▶ _Texto de lectura_:
>>>>>
Dos años después del comienzo de una pandemia que ha matado a más de seis millones de personas en todo el mundo según datos oficiales, que podrían ascender a más de 18 millones reales según un reciente estudio en The Lancet, teniendo durante gran parte de este periodo la certeza y la constancia de que el virus se transmite a través del aire, ¿qué ha sido lo que se ha hecho en estos dos años para atajar esa vía mayoritaria de contagio y, de paso, prevenir futuras pandemias similares?

Mascarilla obligatoria. Y que no nos juntemos.

Por si a alguien le sirve de consuelo (es solo un decir), España no es el único país en esta situación. De hecho, puede decirse que al respecto de nuevas legislaciones estrictas sobre calidad del aire en interiores no se ha hecho fundamentalmente nada en ningún otro lugar. Con respecto a EEUU, la situación —la misma que aquí— la resume muy bien este tuit del especialista en infecciosas de Stanford Abraar Karan:

«La dependencia en mascarillas mejores es porque el aire en nuestros espacios cerrados compartidos no es lo suficientemente seguro. El problema para arreglarlo es que la responsabilidad recae sobre el gobierno y los negocios que tienen que pagar para ello. Así que, en vez de eso, dejan que nos peleemos entre nosotros sobre las mascarillas», dice.
<<<<<
▶ _Tarea A_:
Según el texto sobre la pandemia, ¿cómo se llama el especialista en infecciosas de Stanford cuyo tuit se cita?
▶ _Tarea B_:
Prosigue el texto sobre la pandemia a partir de su última frase.
Los ítems no hacen falta aquí.

▶ _Datos guardados_:
>>>>>
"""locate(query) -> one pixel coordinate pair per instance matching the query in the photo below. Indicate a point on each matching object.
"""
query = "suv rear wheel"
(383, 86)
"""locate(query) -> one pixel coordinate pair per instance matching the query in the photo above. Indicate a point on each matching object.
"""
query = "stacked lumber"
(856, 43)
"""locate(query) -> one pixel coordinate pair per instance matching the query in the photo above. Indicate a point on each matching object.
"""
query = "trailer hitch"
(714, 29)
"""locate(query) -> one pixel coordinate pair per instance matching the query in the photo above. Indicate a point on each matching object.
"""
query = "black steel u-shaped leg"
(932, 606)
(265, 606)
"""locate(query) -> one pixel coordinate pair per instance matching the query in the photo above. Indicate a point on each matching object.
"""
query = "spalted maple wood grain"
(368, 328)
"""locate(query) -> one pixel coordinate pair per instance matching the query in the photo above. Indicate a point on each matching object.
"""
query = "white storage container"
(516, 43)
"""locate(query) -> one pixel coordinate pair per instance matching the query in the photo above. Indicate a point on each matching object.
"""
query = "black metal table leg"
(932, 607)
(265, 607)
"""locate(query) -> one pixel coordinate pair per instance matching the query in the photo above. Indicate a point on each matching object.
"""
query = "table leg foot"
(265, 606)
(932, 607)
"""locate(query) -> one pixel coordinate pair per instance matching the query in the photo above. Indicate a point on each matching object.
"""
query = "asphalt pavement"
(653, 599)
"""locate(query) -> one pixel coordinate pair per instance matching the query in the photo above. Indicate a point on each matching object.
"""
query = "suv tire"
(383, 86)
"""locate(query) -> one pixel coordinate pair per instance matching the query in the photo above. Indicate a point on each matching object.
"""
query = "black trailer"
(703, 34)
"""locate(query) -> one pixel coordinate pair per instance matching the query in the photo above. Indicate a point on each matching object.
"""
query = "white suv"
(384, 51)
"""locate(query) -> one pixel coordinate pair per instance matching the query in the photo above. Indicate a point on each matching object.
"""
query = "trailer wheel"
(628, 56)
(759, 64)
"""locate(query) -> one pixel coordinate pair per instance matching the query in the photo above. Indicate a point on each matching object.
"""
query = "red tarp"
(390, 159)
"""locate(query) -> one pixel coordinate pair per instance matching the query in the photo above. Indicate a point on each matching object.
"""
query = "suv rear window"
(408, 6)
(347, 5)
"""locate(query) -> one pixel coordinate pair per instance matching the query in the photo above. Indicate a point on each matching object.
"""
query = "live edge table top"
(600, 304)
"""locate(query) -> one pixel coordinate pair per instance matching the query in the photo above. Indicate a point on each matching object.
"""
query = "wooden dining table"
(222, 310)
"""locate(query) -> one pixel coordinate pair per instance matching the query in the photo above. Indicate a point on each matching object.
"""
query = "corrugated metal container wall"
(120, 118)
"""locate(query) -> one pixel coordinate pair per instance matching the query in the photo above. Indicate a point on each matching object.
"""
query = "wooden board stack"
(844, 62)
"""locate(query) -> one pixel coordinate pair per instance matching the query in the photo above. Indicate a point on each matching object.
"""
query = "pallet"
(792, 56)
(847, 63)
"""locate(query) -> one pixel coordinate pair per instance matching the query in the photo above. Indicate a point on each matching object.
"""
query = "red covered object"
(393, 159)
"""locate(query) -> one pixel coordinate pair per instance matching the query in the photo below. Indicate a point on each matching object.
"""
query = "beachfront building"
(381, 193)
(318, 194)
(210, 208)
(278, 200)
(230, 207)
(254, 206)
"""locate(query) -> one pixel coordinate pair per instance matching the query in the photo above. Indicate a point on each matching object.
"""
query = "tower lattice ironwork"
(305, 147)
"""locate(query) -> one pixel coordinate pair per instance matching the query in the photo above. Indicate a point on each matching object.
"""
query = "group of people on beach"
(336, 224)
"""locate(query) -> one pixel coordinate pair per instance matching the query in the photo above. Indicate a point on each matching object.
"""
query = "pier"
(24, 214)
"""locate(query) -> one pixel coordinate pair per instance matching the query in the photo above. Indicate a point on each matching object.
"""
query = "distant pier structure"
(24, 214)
<<<<<
▶ _Respuesta A_:
Abraar Karan.

▶ _Respuesta B_:
Pero sucede que en EEUU al menos ya hay un tímido avance al respecto. El pasado martes, según contaba el Washington Post, la Oficina de Ciencia y Tecnología de la Casa Blanca organizó un evento virtual bajo el lema «Let’s Clear the Air on COVID», «limpiemos el aire de cóvid». La directora de esta oficina, Alondra Nelson, escribía después: «Aunque existen varias estrategias para evitar respirar ese aire —desde el teletrabajo a las mascarillas—, podemos y deberíamos hablar más de cómo hacer el aire en interiores más seguro, filtrándolo o limpiándolo».

En el artículo, firmado por Dan Diamond, los científicos aplauden este movimiento, aunque lamentan la enorme tardanza con la que llega. Como dice David Michaels, de la Universidad George Washington, el aire limpio debe ser una prioridad como lo es el agua limpia.

Y mientras, ¿qué ocurre al sur de los Pirineos?

Lo que ocurre es que, día sí, día no, oímos o leemos a algún especialista en salud pública o medicina preventiva (afortunadamente, otros no piensan así) decir que las mascarillas deberían quedarse al menos en algunos ámbitos, porque no solo la cóvid, sino la gripe, el Virus Respiratorio Sincitial… Que nos acostumbremos a ellas. Que ya son parte de nuestras vidas. Que para siempre.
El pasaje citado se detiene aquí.